# TASK PROMPT:
Reproduce the tail of the data exactly. It starts at the line containing "positive clicks: (222, 197)" and runs to the last line.

# GIVEN ENTRIES:
= = = =
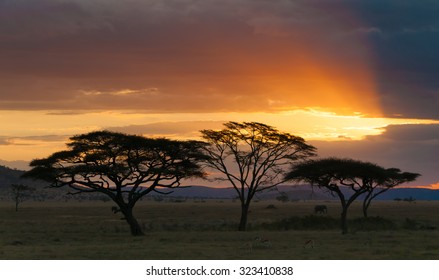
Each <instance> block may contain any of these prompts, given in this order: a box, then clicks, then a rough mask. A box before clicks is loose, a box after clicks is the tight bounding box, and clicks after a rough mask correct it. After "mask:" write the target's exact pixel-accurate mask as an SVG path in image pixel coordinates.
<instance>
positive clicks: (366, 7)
mask: <svg viewBox="0 0 439 280" xmlns="http://www.w3.org/2000/svg"><path fill="white" fill-rule="evenodd" d="M343 2H345V3H346V4H347V5H349V6H351V8H352V10H353V11H355V13H356V14H357V16H358V17H359V18H360V19H361V22H363V24H364V25H365V28H369V29H370V28H373V29H374V30H376V31H377V32H374V33H370V34H369V38H368V39H369V40H370V42H371V43H372V46H373V48H374V54H375V61H374V65H375V72H376V78H377V80H378V87H379V91H380V94H381V102H382V105H383V109H384V111H385V113H386V114H387V115H389V116H392V115H402V116H405V117H423V118H436V119H437V118H439V110H438V109H437V108H439V79H438V76H439V17H438V14H439V2H438V1H434V0H431V1H411V0H403V1H400V0H371V1H343Z"/></svg>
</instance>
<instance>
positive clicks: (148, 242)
mask: <svg viewBox="0 0 439 280" xmlns="http://www.w3.org/2000/svg"><path fill="white" fill-rule="evenodd" d="M316 204H326V205H327V206H328V214H318V215H313V209H314V206H315V205H316ZM111 206H112V204H111V203H110V202H93V203H92V202H65V203H63V202H40V203H37V202H25V203H23V204H22V205H20V209H19V211H18V212H15V209H14V206H13V205H12V203H6V202H2V204H0V259H31V260H33V259H48V260H57V259H104V260H108V259H313V260H319V259H439V202H438V201H417V202H415V203H408V202H396V201H387V202H381V201H377V202H373V204H372V206H371V208H370V213H369V217H371V218H370V219H369V220H368V221H364V220H362V219H360V218H361V217H362V214H361V207H360V206H361V205H360V204H355V203H354V205H353V206H352V208H351V209H350V212H349V217H348V218H349V233H348V234H346V235H342V234H341V233H340V229H339V228H338V216H339V212H340V207H339V204H338V202H336V201H331V202H328V201H326V202H315V201H309V202H287V203H281V202H278V201H259V202H255V203H253V204H252V206H251V213H250V214H249V215H250V216H249V230H248V231H247V232H238V231H236V228H237V223H238V218H239V211H240V209H239V203H238V202H232V201H229V200H224V201H220V200H207V201H193V200H187V201H183V202H165V201H162V202H157V201H141V202H139V203H138V205H136V207H135V208H134V212H135V216H136V217H137V218H138V220H139V221H140V222H141V223H142V225H143V227H144V231H145V236H142V237H132V236H131V235H130V233H129V227H128V225H127V224H126V222H125V221H124V220H121V219H120V218H121V216H119V215H118V214H113V213H112V212H111ZM256 237H261V238H263V239H268V240H269V243H270V244H269V246H266V244H262V243H260V242H257V241H255V238H256ZM310 240H312V241H311V242H308V241H310ZM307 242H308V243H307ZM249 244H251V246H249Z"/></svg>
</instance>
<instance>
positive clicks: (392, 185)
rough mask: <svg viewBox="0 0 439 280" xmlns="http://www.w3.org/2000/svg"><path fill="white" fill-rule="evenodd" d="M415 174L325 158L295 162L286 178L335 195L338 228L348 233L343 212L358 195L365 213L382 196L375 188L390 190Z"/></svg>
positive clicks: (379, 191)
mask: <svg viewBox="0 0 439 280" xmlns="http://www.w3.org/2000/svg"><path fill="white" fill-rule="evenodd" d="M417 176H419V175H418V174H413V173H400V172H399V171H398V169H384V168H382V167H380V166H378V165H376V164H373V163H369V162H362V161H358V160H353V159H338V158H326V159H318V160H311V161H307V162H304V163H299V164H297V165H295V166H293V167H292V169H291V170H290V172H289V173H288V174H287V176H286V179H288V180H294V181H304V182H308V183H310V184H311V185H312V186H317V187H319V188H326V189H328V190H329V191H331V193H333V194H336V195H337V196H338V198H339V199H340V203H341V206H342V212H341V229H342V233H343V234H345V233H347V232H348V228H347V212H348V208H349V206H350V205H351V204H352V202H354V201H355V199H357V198H358V197H359V196H360V195H362V194H366V196H365V200H364V204H363V205H366V206H364V207H366V208H365V209H366V210H365V211H366V212H367V207H368V206H369V205H370V202H371V201H372V199H373V198H375V197H376V196H377V195H379V194H380V193H382V192H383V191H382V190H379V189H378V187H380V186H382V187H385V188H390V187H393V186H396V185H398V184H400V183H401V182H404V181H407V180H414V179H415V178H416V177H417Z"/></svg>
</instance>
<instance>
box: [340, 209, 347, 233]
mask: <svg viewBox="0 0 439 280" xmlns="http://www.w3.org/2000/svg"><path fill="white" fill-rule="evenodd" d="M347 216H348V208H347V207H346V206H344V207H343V210H342V211H341V233H342V234H346V233H348V222H347Z"/></svg>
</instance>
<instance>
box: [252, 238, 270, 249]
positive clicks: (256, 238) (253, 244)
mask: <svg viewBox="0 0 439 280" xmlns="http://www.w3.org/2000/svg"><path fill="white" fill-rule="evenodd" d="M253 245H254V246H256V247H259V248H271V247H272V246H273V244H271V241H270V240H269V239H267V238H262V237H260V236H257V237H256V238H255V241H254V244H253Z"/></svg>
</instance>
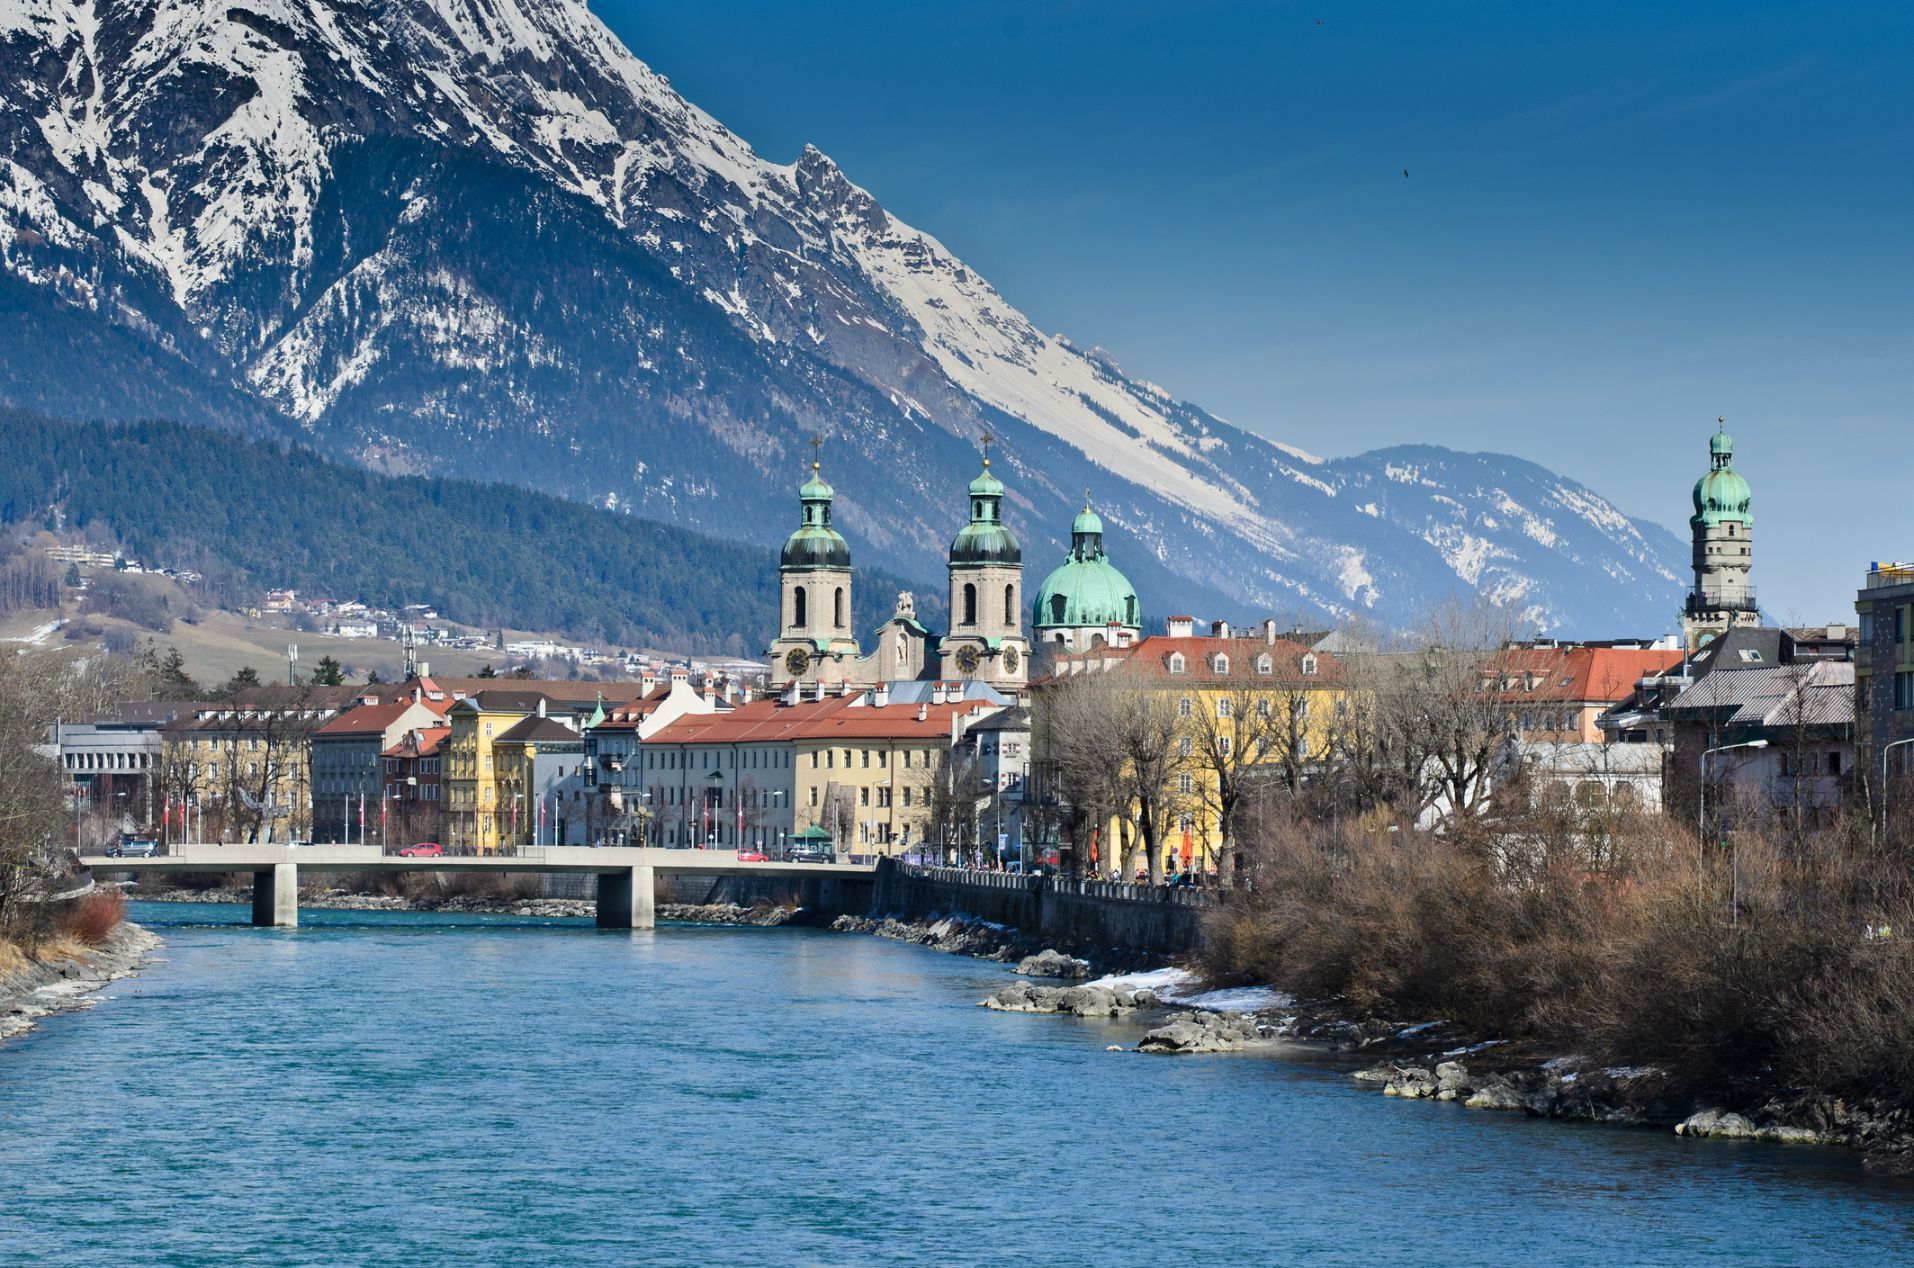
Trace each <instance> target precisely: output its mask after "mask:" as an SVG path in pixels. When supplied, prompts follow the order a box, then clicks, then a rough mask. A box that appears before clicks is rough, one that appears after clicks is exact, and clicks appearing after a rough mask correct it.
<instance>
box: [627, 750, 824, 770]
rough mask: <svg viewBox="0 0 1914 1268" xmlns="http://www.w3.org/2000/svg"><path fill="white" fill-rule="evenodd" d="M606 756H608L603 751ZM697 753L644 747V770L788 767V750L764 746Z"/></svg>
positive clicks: (743, 769) (679, 750) (708, 751)
mask: <svg viewBox="0 0 1914 1268" xmlns="http://www.w3.org/2000/svg"><path fill="white" fill-rule="evenodd" d="M607 757H611V755H609V753H607ZM695 757H697V753H693V751H687V749H662V751H660V749H647V751H645V770H685V768H691V766H699V768H722V766H729V768H731V770H790V751H789V749H783V751H775V749H773V751H764V749H706V751H704V755H702V759H704V760H693V759H695Z"/></svg>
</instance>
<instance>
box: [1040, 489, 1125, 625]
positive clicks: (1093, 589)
mask: <svg viewBox="0 0 1914 1268" xmlns="http://www.w3.org/2000/svg"><path fill="white" fill-rule="evenodd" d="M1137 621H1139V617H1137V588H1135V586H1131V584H1129V578H1127V577H1124V575H1122V573H1120V571H1116V565H1114V563H1110V557H1108V555H1106V554H1104V550H1102V519H1099V517H1097V511H1093V509H1089V494H1087V492H1085V496H1083V511H1081V513H1079V515H1078V517H1076V523H1072V525H1070V554H1068V557H1064V561H1062V567H1058V569H1057V571H1055V573H1051V575H1049V577H1045V578H1043V584H1041V586H1039V588H1037V611H1035V632H1037V642H1039V644H1062V645H1064V647H1066V649H1070V651H1087V649H1091V647H1099V645H1116V647H1127V645H1131V644H1133V642H1137V638H1139V636H1141V634H1143V628H1141V626H1139V624H1137Z"/></svg>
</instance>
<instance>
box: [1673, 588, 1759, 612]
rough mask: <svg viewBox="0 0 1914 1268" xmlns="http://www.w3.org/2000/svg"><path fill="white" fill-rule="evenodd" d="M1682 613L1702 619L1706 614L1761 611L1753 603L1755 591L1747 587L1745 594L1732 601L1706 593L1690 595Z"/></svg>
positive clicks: (1742, 594)
mask: <svg viewBox="0 0 1914 1268" xmlns="http://www.w3.org/2000/svg"><path fill="white" fill-rule="evenodd" d="M1684 611H1686V613H1688V615H1690V617H1703V615H1707V613H1751V611H1761V603H1757V601H1755V590H1753V586H1749V588H1747V592H1746V594H1740V596H1738V598H1732V600H1728V598H1721V596H1715V594H1707V592H1702V594H1690V596H1688V603H1686V607H1684Z"/></svg>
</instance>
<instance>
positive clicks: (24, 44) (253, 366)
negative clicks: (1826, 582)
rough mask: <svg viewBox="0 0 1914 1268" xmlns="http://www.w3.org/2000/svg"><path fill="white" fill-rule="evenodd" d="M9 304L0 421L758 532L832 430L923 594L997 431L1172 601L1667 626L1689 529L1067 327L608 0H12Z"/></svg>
mask: <svg viewBox="0 0 1914 1268" xmlns="http://www.w3.org/2000/svg"><path fill="white" fill-rule="evenodd" d="M0 320H4V322H6V324H8V329H10V333H15V337H17V349H19V351H17V352H15V354H13V358H11V364H10V368H8V374H6V375H0V400H4V402H17V404H27V406H33V408H44V410H50V412H57V414H75V416H86V418H96V416H149V414H155V412H163V414H176V416H184V418H218V419H228V421H232V423H234V425H247V427H255V429H279V431H281V433H283V435H289V437H297V439H300V441H304V442H310V444H316V446H320V448H325V450H329V452H339V454H348V456H352V458H356V460H360V462H367V464H373V465H379V467H385V469H408V471H440V473H457V475H479V477H484V479H511V481H515V483H523V485H530V487H536V488H544V490H553V492H563V494H567V496H572V498H580V500H588V502H593V504H597V506H616V508H620V509H630V511H634V513H641V515H655V517H666V519H676V521H681V523H687V525H691V527H702V529H710V531H716V532H727V534H733V536H743V538H750V540H764V542H775V540H781V536H783V532H787V531H789V525H787V521H789V513H787V511H789V506H787V502H789V492H790V490H789V485H790V471H792V469H794V467H796V460H798V456H800V450H802V437H808V435H812V433H813V431H817V433H823V435H829V437H835V439H836V441H835V446H833V469H835V475H833V481H835V483H836V485H838V488H840V490H842V494H844V496H842V511H840V513H842V523H844V527H846V529H848V531H850V532H852V534H854V536H856V540H857V542H859V552H861V554H859V557H863V559H871V561H873V563H882V565H886V567H890V569H892V571H896V573H901V575H919V577H934V575H938V573H940V565H942V555H940V546H938V544H940V542H944V540H947V538H949V532H951V531H953V525H951V517H953V515H955V513H957V511H961V509H963V508H961V498H959V500H957V506H955V508H951V506H946V504H947V502H951V498H949V490H951V488H961V485H963V481H967V479H968V477H970V467H972V464H974V437H976V435H978V433H980V431H984V429H990V431H991V433H993V435H997V437H999V439H1001V442H1003V444H1001V452H1003V456H1005V458H1003V469H1005V471H1007V473H1009V475H1014V481H1011V483H1013V492H1011V509H1013V513H1014V515H1018V517H1020V529H1018V531H1020V534H1022V536H1024V540H1026V542H1028V544H1030V552H1032V557H1034V559H1039V557H1041V554H1043V550H1045V546H1043V544H1045V540H1049V542H1051V544H1053V548H1055V550H1058V554H1060V550H1062V544H1064V542H1068V521H1070V517H1072V515H1074V513H1076V509H1078V506H1081V490H1083V487H1091V488H1093V496H1095V500H1097V504H1099V509H1101V511H1104V521H1106V525H1108V527H1110V548H1112V554H1116V552H1125V550H1127V552H1131V557H1129V559H1127V561H1125V571H1127V573H1129V575H1131V578H1133V580H1135V582H1137V584H1139V586H1141V588H1143V590H1145V601H1146V603H1154V605H1160V609H1162V607H1196V605H1210V607H1213V609H1217V611H1219V613H1231V611H1236V613H1257V615H1267V613H1280V615H1284V617H1290V615H1294V613H1300V611H1305V613H1319V615H1342V613H1353V611H1365V613H1372V615H1378V617H1386V619H1388V617H1401V615H1407V613H1411V611H1416V609H1420V607H1428V605H1430V603H1432V601H1436V600H1437V598H1439V596H1443V594H1447V592H1449V590H1455V588H1462V590H1476V592H1481V594H1487V596H1493V598H1495V600H1499V601H1506V603H1514V605H1520V607H1522V609H1524V611H1529V613H1533V615H1535V617H1537V619H1539V621H1543V623H1547V624H1554V626H1556V628H1568V630H1573V628H1577V626H1581V628H1608V630H1610V632H1614V626H1615V624H1617V623H1619V624H1621V626H1625V632H1654V630H1658V628H1659V626H1661V624H1663V613H1671V611H1673V609H1675V607H1677V603H1679V590H1680V586H1679V580H1677V577H1679V571H1680V548H1679V544H1677V542H1675V540H1673V538H1671V536H1669V534H1667V532H1665V531H1659V529H1654V527H1646V525H1638V523H1635V521H1629V519H1627V517H1625V515H1621V513H1619V511H1615V509H1614V508H1612V506H1608V504H1606V502H1602V500H1600V498H1598V496H1596V494H1592V492H1591V490H1585V488H1581V487H1579V485H1573V481H1562V479H1558V477H1552V475H1548V473H1537V469H1533V467H1529V465H1527V464H1514V462H1510V460H1501V458H1495V456H1458V454H1447V456H1441V452H1439V450H1434V452H1432V454H1414V456H1405V454H1388V456H1363V458H1351V460H1338V462H1321V460H1313V458H1307V456H1305V454H1303V450H1300V448H1290V446H1282V444H1275V442H1269V441H1265V439H1261V437H1256V435H1252V433H1246V431H1242V429H1238V427H1233V425H1229V423H1227V421H1223V419H1217V418H1215V416H1212V414H1208V412H1204V410H1202V408H1200V406H1196V404H1191V402H1187V400H1181V398H1179V396H1175V395H1173V393H1169V391H1166V389H1162V387H1156V385H1152V383H1145V381H1141V379H1133V377H1127V375H1125V372H1124V370H1122V366H1120V362H1118V360H1116V356H1112V354H1110V352H1104V351H1102V349H1093V351H1089V352H1083V351H1079V349H1076V347H1072V345H1070V343H1068V341H1064V339H1060V337H1049V335H1043V333H1041V331H1037V329H1035V328H1034V326H1032V324H1030V322H1028V320H1026V318H1024V314H1022V312H1018V310H1016V308H1014V305H1011V303H1009V301H1007V299H1005V297H1003V295H999V293H997V291H995V287H991V285H990V282H988V280H986V278H984V276H980V274H978V272H976V270H972V268H968V266H965V262H963V260H959V259H957V257H955V255H953V253H951V251H949V249H946V247H944V245H942V243H940V241H938V239H936V238H932V236H930V234H924V232H921V230H917V228H911V226H909V224H903V222H900V220H896V218H894V216H890V215H888V213H886V211H884V209H882V205H880V203H879V201H877V197H873V195H871V193H869V192H867V190H863V188H859V186H857V184H854V182H852V180H850V178H848V176H846V174H844V172H842V170H840V169H838V165H836V163H833V161H831V159H829V157H827V155H825V153H821V151H819V149H817V147H815V146H806V149H804V151H802V153H800V155H798V159H796V163H792V165H790V167H777V165H771V163H766V161H764V159H760V157H758V155H756V153H754V151H752V147H750V146H748V144H746V142H745V140H743V138H739V136H737V134H733V132H731V130H729V128H725V126H723V125H722V123H718V121H716V119H712V117H710V115H706V113H704V111H701V109H699V107H697V105H693V103H689V102H685V100H683V98H681V96H679V94H678V92H674V90H672V88H670V84H668V82H666V80H664V77H660V75H657V73H655V71H653V69H651V67H647V65H645V63H643V61H639V59H637V57H635V56H634V54H632V52H630V50H626V48H624V46H622V44H620V42H618V38H616V36H614V34H612V33H611V31H609V29H607V27H605V25H603V23H601V21H599V19H597V17H595V15H593V13H591V11H590V8H588V6H586V4H584V0H312V2H295V0H78V2H75V0H11V4H6V6H0ZM1309 448H1317V446H1315V444H1311V446H1309ZM1104 508H1106V509H1104Z"/></svg>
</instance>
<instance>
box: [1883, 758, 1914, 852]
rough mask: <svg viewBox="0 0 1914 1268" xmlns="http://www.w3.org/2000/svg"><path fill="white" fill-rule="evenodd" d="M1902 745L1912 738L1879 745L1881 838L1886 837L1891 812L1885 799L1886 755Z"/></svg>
mask: <svg viewBox="0 0 1914 1268" xmlns="http://www.w3.org/2000/svg"><path fill="white" fill-rule="evenodd" d="M1904 743H1914V736H1908V737H1906V739H1895V741H1893V743H1885V745H1881V835H1883V837H1885V835H1887V814H1889V812H1891V810H1893V803H1891V801H1889V799H1887V755H1889V753H1893V751H1895V749H1899V747H1901V745H1904Z"/></svg>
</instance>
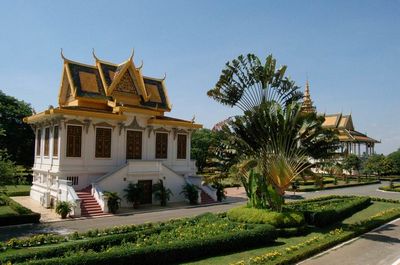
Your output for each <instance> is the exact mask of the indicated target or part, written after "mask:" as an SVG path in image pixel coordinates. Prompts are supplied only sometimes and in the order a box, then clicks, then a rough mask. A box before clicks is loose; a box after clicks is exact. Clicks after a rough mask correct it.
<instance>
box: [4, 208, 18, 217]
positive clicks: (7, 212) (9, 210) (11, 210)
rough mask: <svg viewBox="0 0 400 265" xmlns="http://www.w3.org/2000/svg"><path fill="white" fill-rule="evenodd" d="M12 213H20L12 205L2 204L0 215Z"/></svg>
mask: <svg viewBox="0 0 400 265" xmlns="http://www.w3.org/2000/svg"><path fill="white" fill-rule="evenodd" d="M10 215H18V213H17V212H16V211H14V210H13V209H12V208H11V207H10V206H0V217H2V216H10Z"/></svg>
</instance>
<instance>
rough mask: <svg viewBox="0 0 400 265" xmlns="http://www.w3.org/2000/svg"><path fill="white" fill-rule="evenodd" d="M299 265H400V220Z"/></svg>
mask: <svg viewBox="0 0 400 265" xmlns="http://www.w3.org/2000/svg"><path fill="white" fill-rule="evenodd" d="M299 264H302V265H320V264H324V265H344V264H346V265H359V264H363V265H398V264H400V219H397V220H395V221H393V222H391V223H389V224H386V225H384V226H382V227H380V228H378V229H375V230H373V231H371V232H369V233H366V234H364V235H362V236H360V237H359V238H356V239H355V240H351V241H349V242H347V243H345V244H343V245H340V246H338V247H335V248H333V249H331V250H328V251H326V252H324V253H321V254H319V255H317V256H315V257H313V258H311V259H308V260H306V261H303V262H301V263H299Z"/></svg>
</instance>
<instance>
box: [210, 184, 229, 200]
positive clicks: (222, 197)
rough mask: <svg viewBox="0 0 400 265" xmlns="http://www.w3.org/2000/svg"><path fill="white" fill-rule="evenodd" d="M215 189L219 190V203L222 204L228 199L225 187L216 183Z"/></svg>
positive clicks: (217, 199)
mask: <svg viewBox="0 0 400 265" xmlns="http://www.w3.org/2000/svg"><path fill="white" fill-rule="evenodd" d="M213 187H214V188H215V189H216V190H217V201H219V202H222V200H225V199H226V196H225V190H224V185H222V184H221V183H219V182H215V183H214V184H213Z"/></svg>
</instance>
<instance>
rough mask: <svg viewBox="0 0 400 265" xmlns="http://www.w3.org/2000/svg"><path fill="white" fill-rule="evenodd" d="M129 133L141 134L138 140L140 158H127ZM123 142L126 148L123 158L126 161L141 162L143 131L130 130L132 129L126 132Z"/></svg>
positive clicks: (142, 149) (136, 130)
mask: <svg viewBox="0 0 400 265" xmlns="http://www.w3.org/2000/svg"><path fill="white" fill-rule="evenodd" d="M129 132H139V133H140V134H141V138H140V158H135V157H133V158H128V133H129ZM125 141H126V142H125V148H126V150H125V158H126V159H135V160H142V159H143V131H141V130H132V129H129V130H126V137H125Z"/></svg>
= = = =
# OUTPUT FOR THIS TASK:
positive clicks: (222, 197)
rough mask: <svg viewBox="0 0 400 265" xmlns="http://www.w3.org/2000/svg"><path fill="white" fill-rule="evenodd" d="M215 189L219 190V203L222 204L228 199L225 187L216 183Z"/></svg>
positive clicks: (217, 199)
mask: <svg viewBox="0 0 400 265" xmlns="http://www.w3.org/2000/svg"><path fill="white" fill-rule="evenodd" d="M213 187H214V188H215V189H216V190H217V201H219V202H222V200H225V199H226V196H225V190H224V185H222V184H221V183H219V182H215V183H214V184H213Z"/></svg>
</instance>
<instance>
rough mask: <svg viewBox="0 0 400 265" xmlns="http://www.w3.org/2000/svg"><path fill="white" fill-rule="evenodd" d="M129 133L141 134L138 140L140 158H127ZM123 142L126 148L123 158L126 161L141 162L143 131L130 130L132 129L126 132Z"/></svg>
positive clicks: (142, 149) (136, 130)
mask: <svg viewBox="0 0 400 265" xmlns="http://www.w3.org/2000/svg"><path fill="white" fill-rule="evenodd" d="M129 132H139V133H140V134H141V138H140V158H135V157H133V158H128V133H129ZM125 141H126V142H125V148H126V150H125V158H126V159H135V160H142V159H143V131H141V130H132V129H129V130H126V137H125Z"/></svg>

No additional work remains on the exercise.